§ **Record set**

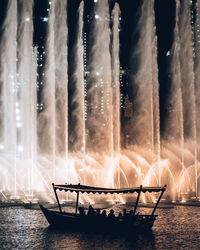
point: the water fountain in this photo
(34, 146)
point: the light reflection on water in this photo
(176, 228)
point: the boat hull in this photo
(69, 221)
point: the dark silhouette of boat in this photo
(99, 221)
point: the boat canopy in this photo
(89, 189)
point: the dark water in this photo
(175, 228)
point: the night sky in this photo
(164, 13)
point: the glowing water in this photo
(34, 146)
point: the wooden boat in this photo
(100, 222)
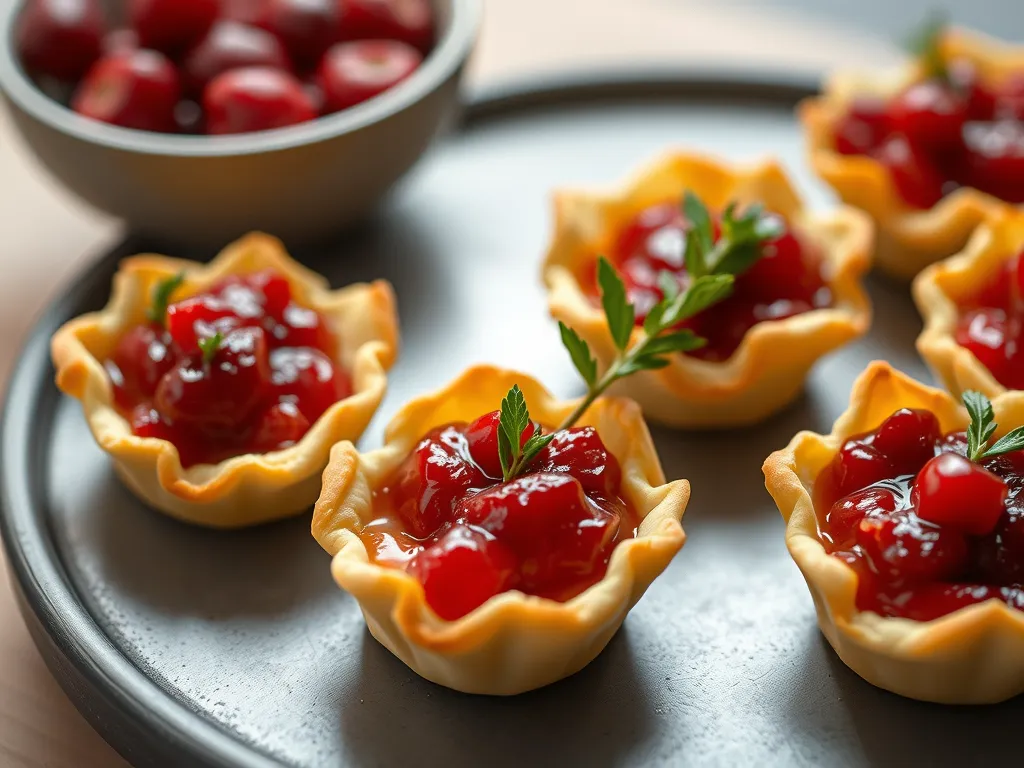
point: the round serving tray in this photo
(188, 647)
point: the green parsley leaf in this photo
(1013, 440)
(926, 44)
(209, 346)
(982, 423)
(579, 350)
(161, 297)
(617, 310)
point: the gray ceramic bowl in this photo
(301, 183)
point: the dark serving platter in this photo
(186, 647)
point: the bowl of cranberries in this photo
(199, 120)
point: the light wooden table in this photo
(45, 236)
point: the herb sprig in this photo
(982, 426)
(161, 298)
(926, 44)
(209, 345)
(712, 265)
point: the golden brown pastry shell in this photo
(513, 642)
(908, 239)
(250, 488)
(768, 370)
(973, 655)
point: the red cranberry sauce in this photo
(991, 325)
(940, 134)
(927, 530)
(786, 280)
(220, 67)
(466, 536)
(272, 376)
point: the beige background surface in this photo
(45, 236)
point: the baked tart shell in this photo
(513, 642)
(908, 239)
(768, 369)
(254, 487)
(941, 289)
(972, 655)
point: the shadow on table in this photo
(551, 726)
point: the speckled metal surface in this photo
(160, 630)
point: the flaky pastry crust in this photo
(513, 642)
(254, 487)
(768, 370)
(908, 239)
(941, 289)
(973, 655)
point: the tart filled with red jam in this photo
(930, 522)
(952, 127)
(241, 368)
(991, 325)
(448, 516)
(779, 272)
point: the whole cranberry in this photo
(931, 114)
(255, 98)
(171, 26)
(951, 491)
(309, 377)
(230, 45)
(918, 180)
(863, 127)
(218, 391)
(907, 438)
(352, 73)
(994, 161)
(432, 478)
(307, 28)
(59, 38)
(135, 88)
(411, 22)
(462, 570)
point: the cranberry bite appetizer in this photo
(496, 551)
(926, 151)
(794, 296)
(219, 388)
(905, 522)
(973, 305)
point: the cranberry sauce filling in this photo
(926, 529)
(940, 134)
(271, 376)
(991, 325)
(786, 280)
(450, 520)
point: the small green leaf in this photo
(513, 420)
(619, 312)
(535, 445)
(926, 44)
(681, 341)
(981, 427)
(161, 297)
(1013, 440)
(581, 354)
(696, 213)
(209, 346)
(701, 294)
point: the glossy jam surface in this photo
(991, 325)
(446, 517)
(938, 135)
(787, 280)
(220, 67)
(927, 530)
(272, 376)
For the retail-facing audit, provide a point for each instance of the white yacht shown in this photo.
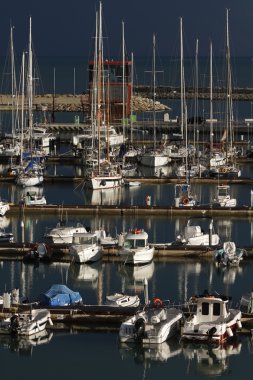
(229, 254)
(122, 300)
(85, 248)
(153, 325)
(223, 198)
(4, 207)
(196, 232)
(213, 320)
(136, 249)
(26, 323)
(63, 234)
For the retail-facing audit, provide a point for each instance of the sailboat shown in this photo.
(227, 167)
(104, 175)
(157, 156)
(31, 174)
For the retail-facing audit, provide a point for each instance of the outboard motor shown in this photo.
(139, 328)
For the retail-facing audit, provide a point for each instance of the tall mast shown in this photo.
(154, 89)
(13, 83)
(182, 76)
(211, 97)
(30, 85)
(99, 79)
(131, 103)
(123, 79)
(196, 110)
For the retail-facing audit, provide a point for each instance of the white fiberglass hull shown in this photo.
(103, 182)
(154, 160)
(137, 256)
(201, 331)
(83, 254)
(26, 181)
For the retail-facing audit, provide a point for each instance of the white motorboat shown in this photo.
(6, 236)
(229, 254)
(195, 234)
(63, 234)
(122, 300)
(183, 196)
(26, 323)
(136, 249)
(213, 320)
(34, 199)
(4, 207)
(211, 360)
(85, 248)
(105, 176)
(153, 325)
(223, 198)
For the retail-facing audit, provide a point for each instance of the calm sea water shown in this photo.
(98, 354)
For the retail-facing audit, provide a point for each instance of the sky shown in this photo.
(66, 27)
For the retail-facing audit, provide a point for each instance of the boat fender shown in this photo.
(185, 201)
(239, 324)
(229, 332)
(157, 302)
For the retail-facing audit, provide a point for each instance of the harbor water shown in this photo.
(69, 352)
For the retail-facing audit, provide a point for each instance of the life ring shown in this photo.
(157, 302)
(185, 201)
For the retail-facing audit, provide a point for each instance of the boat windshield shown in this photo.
(135, 243)
(84, 240)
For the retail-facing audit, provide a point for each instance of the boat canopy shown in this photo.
(60, 295)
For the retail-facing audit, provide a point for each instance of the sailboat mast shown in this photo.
(22, 106)
(196, 111)
(131, 103)
(154, 89)
(211, 97)
(229, 111)
(99, 80)
(13, 84)
(182, 76)
(30, 85)
(123, 79)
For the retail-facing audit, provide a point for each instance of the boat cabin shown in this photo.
(136, 238)
(85, 239)
(211, 308)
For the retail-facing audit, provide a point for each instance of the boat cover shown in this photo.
(60, 295)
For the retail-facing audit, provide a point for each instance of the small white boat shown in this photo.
(122, 300)
(63, 234)
(85, 248)
(229, 254)
(153, 325)
(213, 320)
(26, 323)
(4, 207)
(34, 199)
(223, 198)
(6, 236)
(136, 249)
(195, 234)
(183, 196)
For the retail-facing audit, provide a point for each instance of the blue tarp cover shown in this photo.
(60, 295)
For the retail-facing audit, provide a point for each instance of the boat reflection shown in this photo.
(210, 360)
(103, 197)
(133, 276)
(229, 274)
(4, 222)
(24, 345)
(162, 171)
(85, 274)
(151, 353)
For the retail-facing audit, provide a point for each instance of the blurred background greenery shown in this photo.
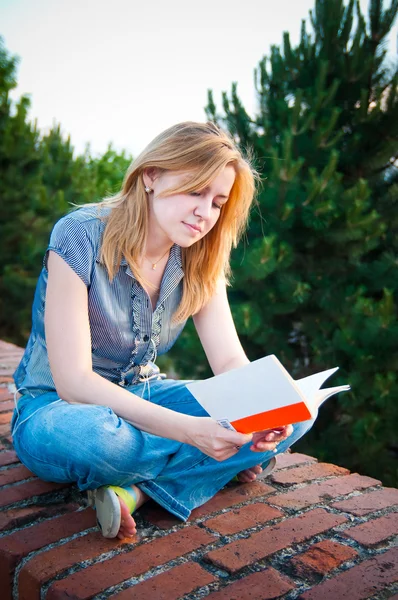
(315, 278)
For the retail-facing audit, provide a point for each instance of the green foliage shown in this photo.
(315, 281)
(40, 180)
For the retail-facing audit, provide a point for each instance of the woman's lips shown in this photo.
(193, 228)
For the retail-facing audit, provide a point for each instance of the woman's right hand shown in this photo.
(215, 441)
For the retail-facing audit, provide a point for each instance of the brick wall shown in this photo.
(311, 530)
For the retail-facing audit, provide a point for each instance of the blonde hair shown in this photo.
(203, 150)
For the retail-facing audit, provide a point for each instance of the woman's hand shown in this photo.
(265, 441)
(215, 441)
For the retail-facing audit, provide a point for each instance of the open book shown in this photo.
(262, 395)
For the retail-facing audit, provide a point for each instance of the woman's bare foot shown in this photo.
(127, 523)
(249, 475)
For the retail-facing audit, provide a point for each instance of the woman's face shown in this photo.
(185, 218)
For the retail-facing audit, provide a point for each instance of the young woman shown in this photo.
(119, 280)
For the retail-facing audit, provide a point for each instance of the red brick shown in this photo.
(324, 491)
(15, 546)
(47, 565)
(223, 499)
(367, 503)
(16, 517)
(29, 489)
(375, 531)
(359, 582)
(96, 578)
(8, 457)
(321, 558)
(171, 585)
(243, 518)
(14, 474)
(306, 473)
(291, 459)
(265, 585)
(230, 496)
(258, 546)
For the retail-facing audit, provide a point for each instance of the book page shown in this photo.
(311, 384)
(261, 385)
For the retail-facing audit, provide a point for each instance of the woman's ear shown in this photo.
(149, 175)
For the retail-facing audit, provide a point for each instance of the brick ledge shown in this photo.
(311, 530)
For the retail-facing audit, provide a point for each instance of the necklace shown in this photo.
(154, 264)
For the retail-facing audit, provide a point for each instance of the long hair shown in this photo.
(203, 150)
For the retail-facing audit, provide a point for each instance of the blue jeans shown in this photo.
(91, 446)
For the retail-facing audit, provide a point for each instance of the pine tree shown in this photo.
(40, 180)
(21, 191)
(316, 283)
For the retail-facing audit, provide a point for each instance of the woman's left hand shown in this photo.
(267, 441)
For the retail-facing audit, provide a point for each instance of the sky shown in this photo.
(122, 71)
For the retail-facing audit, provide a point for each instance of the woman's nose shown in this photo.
(203, 209)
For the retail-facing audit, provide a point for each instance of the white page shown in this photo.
(311, 384)
(261, 385)
(326, 393)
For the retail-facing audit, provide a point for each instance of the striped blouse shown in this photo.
(126, 334)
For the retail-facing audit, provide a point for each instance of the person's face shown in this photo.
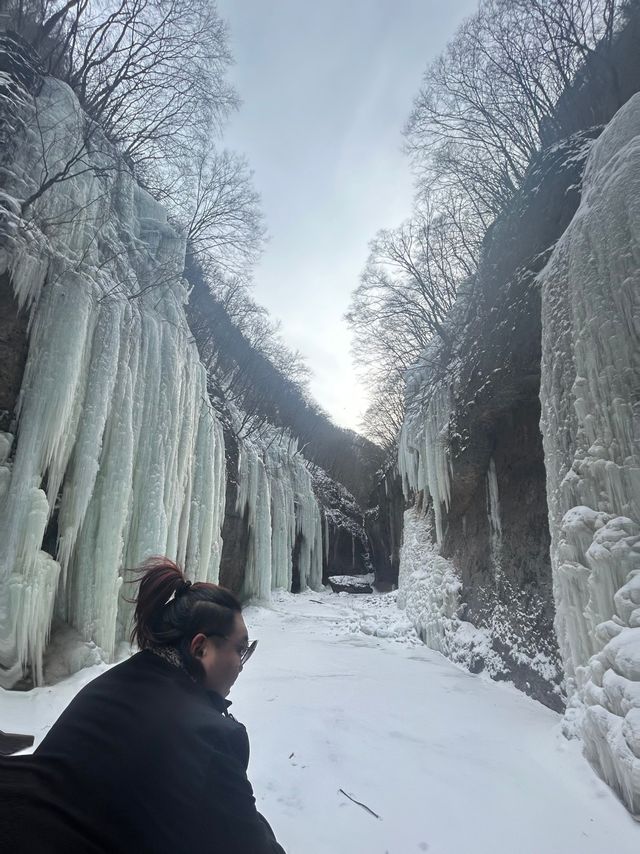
(222, 657)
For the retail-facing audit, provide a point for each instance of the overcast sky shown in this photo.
(326, 89)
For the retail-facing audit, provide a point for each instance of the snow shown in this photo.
(116, 438)
(591, 433)
(449, 761)
(430, 590)
(276, 489)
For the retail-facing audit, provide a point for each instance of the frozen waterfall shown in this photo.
(591, 429)
(114, 426)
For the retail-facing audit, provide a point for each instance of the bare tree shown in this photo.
(486, 102)
(151, 72)
(408, 287)
(221, 214)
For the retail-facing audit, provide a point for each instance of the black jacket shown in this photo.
(142, 761)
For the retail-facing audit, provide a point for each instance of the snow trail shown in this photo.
(341, 694)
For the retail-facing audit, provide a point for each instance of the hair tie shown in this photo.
(186, 584)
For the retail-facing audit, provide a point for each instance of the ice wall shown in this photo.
(423, 455)
(590, 395)
(114, 426)
(284, 517)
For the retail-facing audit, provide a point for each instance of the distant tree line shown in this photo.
(518, 76)
(252, 370)
(151, 74)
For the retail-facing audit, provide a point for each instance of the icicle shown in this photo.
(591, 434)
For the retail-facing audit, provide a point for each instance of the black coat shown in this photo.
(142, 761)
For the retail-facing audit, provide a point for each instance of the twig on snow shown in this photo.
(364, 806)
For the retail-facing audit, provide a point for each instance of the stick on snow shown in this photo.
(364, 806)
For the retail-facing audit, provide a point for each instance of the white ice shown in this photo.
(591, 432)
(341, 694)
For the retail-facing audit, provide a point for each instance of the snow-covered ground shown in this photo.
(341, 694)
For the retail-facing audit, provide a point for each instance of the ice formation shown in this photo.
(114, 427)
(428, 586)
(276, 489)
(591, 430)
(423, 455)
(115, 431)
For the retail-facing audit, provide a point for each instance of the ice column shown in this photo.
(423, 456)
(115, 429)
(591, 431)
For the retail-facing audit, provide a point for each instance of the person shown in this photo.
(147, 759)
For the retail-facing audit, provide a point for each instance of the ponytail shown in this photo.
(170, 610)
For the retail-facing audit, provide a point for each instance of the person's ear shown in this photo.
(198, 645)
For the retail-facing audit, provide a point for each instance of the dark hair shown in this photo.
(170, 610)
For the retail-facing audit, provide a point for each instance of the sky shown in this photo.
(326, 90)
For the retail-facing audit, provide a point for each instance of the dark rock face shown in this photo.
(494, 436)
(14, 346)
(235, 528)
(346, 553)
(349, 584)
(383, 525)
(507, 577)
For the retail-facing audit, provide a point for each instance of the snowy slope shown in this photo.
(341, 694)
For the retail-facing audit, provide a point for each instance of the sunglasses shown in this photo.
(245, 652)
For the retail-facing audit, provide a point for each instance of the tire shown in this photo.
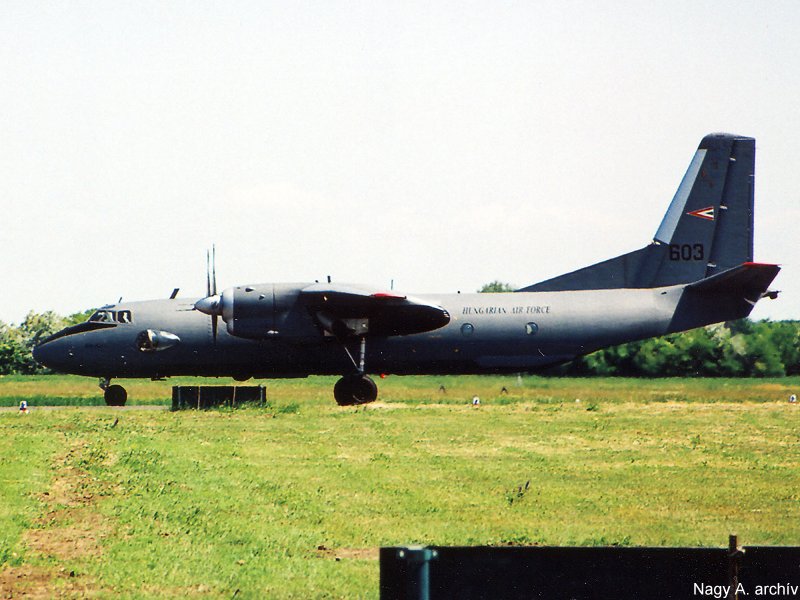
(115, 395)
(355, 389)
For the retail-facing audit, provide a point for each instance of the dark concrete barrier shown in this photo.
(589, 573)
(212, 396)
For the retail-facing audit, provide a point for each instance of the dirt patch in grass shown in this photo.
(70, 529)
(348, 553)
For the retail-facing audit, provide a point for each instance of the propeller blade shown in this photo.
(208, 274)
(213, 270)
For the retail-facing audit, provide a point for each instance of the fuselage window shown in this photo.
(112, 316)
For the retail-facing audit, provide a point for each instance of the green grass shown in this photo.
(263, 501)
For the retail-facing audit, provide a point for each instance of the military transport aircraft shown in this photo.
(697, 270)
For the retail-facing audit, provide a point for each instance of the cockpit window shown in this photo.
(112, 316)
(103, 316)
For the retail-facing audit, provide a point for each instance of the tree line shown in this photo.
(741, 348)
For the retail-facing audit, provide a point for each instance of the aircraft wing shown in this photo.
(347, 310)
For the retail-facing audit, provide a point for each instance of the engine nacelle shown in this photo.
(269, 310)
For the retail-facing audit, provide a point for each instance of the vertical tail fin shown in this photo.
(707, 229)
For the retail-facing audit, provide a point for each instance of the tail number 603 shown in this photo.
(686, 252)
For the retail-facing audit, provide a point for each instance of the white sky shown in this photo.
(442, 145)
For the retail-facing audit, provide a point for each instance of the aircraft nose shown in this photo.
(52, 354)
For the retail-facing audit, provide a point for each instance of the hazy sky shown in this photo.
(439, 144)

§ **Aim of the task**
For this exercise, copy word for word the line that contains "aircraft shown in this photo." and every line after it, ending with the last line of the entries above.

§ **Your solution**
For the retail-facing audit, provide a point for each instance of the military transport aircraft shown in this photo.
(697, 270)
For the retail-facing audit, provide a point for each instance of the cockpit window shown in this photo.
(112, 316)
(103, 316)
For the retail-facing audit, provide a point for each instance of the tree line shown in this photo.
(741, 348)
For the retail-facing audit, provide a point for each instance of the aircraft wing shown in this photo.
(347, 310)
For the retail-facing audit, provide a point for each instance of the engine nacelle shown in this photo.
(269, 310)
For the retail-facing audit, provide a point for each instance of the vertical tail fin shown in this photo.
(707, 229)
For the retail-facing audit, provide a point for each instance of the tail number 603 shown in this photo.
(686, 252)
For the retail-facing audit, provide a point for each instance of the white sky shown in this photo.
(442, 145)
For the retail-facing audit, provide a point for each instance of the aircraft nose shown in this photo.
(52, 354)
For the retail-facing audit, provide a point for each instance of the hazy sky shown in this photo.
(439, 144)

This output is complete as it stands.